_Aufgabe_: Welches Lied singt Florence Reece laut dem Textauszug im Jahr 1973 vor Tausenden auf einer Gewerkschaftsversammlung?

_Textauszug_:
● ● ●

Florence Reece bleibt bis zu ihrem Tod im Jahr 1986 aktiv. Sie ist nie professionelle Musikerin. Vielmehr stellt sie ihr Können in den Dienst der US-amerikanischen Gewerkschaftsbewegung, die vor allem in den 1930er und 1940er Jahren Musik bei der Aufbauarbeit einsetzt: So entstehen eine ganze Reihe bekannter Songs wie »I Am A Girl Of Constant Sorrow« von Sarah Ogan Gunning oder »I Am a Union Woman« von Aunt Molly Jackson.

Als es im Jahr 1973 eine weitere große Streikwelle in Harlan County gibt, unterstützt Florence Reece die Bergarbeiter und singt »Which Side Are You On?« a capella vor Tausenden auf einer Gewerkschaftsversammlung. Ihr Lied ist zum Klassiker geworden.

● ● ●

_Angezeigte Daten_:
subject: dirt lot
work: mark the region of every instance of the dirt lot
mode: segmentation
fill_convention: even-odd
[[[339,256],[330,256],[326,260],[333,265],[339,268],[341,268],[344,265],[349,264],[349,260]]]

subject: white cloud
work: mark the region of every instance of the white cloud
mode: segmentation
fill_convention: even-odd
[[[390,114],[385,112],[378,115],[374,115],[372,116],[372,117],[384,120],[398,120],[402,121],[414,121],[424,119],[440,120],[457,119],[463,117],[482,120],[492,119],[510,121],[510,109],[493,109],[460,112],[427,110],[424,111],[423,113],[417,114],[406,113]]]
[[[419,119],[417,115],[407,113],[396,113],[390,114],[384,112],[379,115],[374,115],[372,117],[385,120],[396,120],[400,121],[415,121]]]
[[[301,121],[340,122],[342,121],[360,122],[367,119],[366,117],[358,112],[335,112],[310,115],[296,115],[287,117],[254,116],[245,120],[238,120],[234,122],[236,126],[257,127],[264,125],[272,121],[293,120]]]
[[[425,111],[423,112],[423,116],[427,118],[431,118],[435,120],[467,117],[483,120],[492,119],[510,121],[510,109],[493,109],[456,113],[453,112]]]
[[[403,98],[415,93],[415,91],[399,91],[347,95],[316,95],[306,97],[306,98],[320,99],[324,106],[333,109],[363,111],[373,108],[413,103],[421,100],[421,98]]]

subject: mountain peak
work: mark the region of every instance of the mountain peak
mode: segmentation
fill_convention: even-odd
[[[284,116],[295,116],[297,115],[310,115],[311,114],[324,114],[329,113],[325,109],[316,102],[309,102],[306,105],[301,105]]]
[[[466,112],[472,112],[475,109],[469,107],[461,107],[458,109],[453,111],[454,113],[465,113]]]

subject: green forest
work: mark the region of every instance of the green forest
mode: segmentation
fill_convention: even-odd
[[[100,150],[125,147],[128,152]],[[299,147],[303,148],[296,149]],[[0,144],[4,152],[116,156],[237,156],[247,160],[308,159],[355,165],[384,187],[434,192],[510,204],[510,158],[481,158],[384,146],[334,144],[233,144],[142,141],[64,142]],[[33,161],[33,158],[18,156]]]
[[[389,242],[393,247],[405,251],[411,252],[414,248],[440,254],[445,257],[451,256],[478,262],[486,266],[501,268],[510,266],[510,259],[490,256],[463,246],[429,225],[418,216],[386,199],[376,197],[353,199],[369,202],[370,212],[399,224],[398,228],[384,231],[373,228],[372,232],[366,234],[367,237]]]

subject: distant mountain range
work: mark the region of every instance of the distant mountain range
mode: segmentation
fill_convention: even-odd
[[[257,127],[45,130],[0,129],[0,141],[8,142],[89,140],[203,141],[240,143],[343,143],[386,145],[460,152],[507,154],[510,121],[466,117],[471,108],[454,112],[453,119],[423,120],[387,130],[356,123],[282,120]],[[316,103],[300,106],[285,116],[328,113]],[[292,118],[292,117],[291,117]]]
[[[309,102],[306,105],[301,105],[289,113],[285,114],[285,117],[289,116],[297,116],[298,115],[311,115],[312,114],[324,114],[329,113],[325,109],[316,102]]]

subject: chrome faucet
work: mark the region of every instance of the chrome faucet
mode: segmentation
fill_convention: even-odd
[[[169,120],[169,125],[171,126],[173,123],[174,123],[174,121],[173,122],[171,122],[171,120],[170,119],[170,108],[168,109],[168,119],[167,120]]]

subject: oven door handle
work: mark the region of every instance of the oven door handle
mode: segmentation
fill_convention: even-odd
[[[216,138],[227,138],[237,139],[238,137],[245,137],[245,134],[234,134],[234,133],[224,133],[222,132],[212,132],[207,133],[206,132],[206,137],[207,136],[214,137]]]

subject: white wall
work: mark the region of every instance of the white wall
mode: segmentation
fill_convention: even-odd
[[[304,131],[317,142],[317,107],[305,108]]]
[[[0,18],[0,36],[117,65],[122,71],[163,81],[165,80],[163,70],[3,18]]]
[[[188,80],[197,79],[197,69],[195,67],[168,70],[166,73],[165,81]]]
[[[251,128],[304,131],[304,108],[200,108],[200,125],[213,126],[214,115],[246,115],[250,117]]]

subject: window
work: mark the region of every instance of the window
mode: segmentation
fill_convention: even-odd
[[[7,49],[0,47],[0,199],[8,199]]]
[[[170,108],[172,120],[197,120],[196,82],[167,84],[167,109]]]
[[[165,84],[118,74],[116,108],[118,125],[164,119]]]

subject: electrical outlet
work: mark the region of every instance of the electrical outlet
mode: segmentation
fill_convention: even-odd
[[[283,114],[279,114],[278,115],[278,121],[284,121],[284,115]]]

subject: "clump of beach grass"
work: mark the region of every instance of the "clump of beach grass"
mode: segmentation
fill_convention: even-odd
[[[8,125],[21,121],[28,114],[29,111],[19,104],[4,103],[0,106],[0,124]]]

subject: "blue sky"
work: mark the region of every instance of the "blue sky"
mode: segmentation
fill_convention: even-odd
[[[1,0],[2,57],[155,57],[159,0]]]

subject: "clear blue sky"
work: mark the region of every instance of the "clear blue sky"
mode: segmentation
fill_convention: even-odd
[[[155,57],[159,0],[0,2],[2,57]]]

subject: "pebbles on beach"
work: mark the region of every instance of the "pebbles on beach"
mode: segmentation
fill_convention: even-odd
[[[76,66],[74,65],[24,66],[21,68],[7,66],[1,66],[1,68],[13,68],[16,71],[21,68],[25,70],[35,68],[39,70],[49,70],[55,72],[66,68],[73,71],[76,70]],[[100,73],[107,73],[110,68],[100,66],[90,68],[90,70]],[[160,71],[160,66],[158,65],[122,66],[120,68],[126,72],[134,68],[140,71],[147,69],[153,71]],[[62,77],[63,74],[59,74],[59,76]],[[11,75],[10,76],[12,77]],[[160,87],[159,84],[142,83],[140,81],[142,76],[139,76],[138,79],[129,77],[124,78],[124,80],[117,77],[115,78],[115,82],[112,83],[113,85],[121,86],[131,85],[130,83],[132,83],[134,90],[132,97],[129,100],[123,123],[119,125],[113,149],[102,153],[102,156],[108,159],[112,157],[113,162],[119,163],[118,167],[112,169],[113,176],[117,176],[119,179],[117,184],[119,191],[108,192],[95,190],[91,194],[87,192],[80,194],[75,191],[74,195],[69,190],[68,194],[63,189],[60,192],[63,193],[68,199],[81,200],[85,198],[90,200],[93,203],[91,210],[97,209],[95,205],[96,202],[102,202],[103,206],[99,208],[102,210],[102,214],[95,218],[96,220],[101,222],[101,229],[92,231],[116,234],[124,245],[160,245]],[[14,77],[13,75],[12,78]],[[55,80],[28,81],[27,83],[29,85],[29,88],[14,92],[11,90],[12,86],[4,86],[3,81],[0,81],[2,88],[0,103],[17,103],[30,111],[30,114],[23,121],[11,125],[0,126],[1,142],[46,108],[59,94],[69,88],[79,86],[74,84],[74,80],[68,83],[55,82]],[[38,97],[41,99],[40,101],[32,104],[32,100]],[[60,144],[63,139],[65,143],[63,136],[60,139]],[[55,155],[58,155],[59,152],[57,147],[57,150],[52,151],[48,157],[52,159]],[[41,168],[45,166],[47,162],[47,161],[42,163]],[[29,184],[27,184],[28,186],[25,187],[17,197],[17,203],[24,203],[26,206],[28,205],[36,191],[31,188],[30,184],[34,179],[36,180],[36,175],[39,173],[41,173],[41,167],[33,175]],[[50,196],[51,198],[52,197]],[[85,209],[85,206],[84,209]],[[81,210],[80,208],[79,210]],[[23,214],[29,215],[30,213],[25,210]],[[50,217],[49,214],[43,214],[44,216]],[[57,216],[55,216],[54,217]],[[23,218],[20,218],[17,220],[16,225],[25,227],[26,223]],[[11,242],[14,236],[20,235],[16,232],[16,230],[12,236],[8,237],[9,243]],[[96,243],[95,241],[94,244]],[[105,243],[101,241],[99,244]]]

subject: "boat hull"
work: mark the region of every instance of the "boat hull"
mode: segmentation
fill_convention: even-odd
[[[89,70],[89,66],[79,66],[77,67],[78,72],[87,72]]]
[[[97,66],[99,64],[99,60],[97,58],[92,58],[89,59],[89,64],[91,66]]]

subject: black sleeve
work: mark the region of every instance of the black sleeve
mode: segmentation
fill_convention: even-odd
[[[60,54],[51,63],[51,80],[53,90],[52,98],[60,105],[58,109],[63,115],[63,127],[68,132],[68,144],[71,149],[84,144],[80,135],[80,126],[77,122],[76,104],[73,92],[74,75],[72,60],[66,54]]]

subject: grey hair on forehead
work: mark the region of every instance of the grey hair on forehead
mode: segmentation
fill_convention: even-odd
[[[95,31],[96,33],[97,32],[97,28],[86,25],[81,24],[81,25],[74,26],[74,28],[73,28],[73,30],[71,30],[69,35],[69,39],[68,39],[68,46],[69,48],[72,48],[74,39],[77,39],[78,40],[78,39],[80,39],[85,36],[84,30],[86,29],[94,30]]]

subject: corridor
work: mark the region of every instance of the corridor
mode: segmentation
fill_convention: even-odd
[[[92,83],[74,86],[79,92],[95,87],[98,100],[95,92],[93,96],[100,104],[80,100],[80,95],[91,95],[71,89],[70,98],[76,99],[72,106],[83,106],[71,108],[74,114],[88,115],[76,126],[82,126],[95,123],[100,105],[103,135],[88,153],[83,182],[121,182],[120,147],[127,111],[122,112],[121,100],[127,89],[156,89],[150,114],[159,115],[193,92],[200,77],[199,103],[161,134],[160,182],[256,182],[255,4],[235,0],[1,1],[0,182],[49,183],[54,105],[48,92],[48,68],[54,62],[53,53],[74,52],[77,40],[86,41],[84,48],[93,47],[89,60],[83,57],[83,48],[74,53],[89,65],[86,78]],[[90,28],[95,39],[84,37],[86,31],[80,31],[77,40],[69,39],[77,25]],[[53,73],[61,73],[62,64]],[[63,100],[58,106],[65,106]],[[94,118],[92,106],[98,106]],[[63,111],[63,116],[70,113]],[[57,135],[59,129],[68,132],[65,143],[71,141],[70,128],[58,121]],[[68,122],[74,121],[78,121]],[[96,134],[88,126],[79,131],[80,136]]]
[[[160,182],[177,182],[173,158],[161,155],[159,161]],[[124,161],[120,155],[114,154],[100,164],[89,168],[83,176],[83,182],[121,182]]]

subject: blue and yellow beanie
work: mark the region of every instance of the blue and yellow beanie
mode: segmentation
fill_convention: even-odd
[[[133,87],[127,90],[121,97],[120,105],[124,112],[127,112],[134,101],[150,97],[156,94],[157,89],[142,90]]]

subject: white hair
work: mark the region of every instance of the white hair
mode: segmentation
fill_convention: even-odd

● ● ●

_Lösung_: »Which Side Are You On?«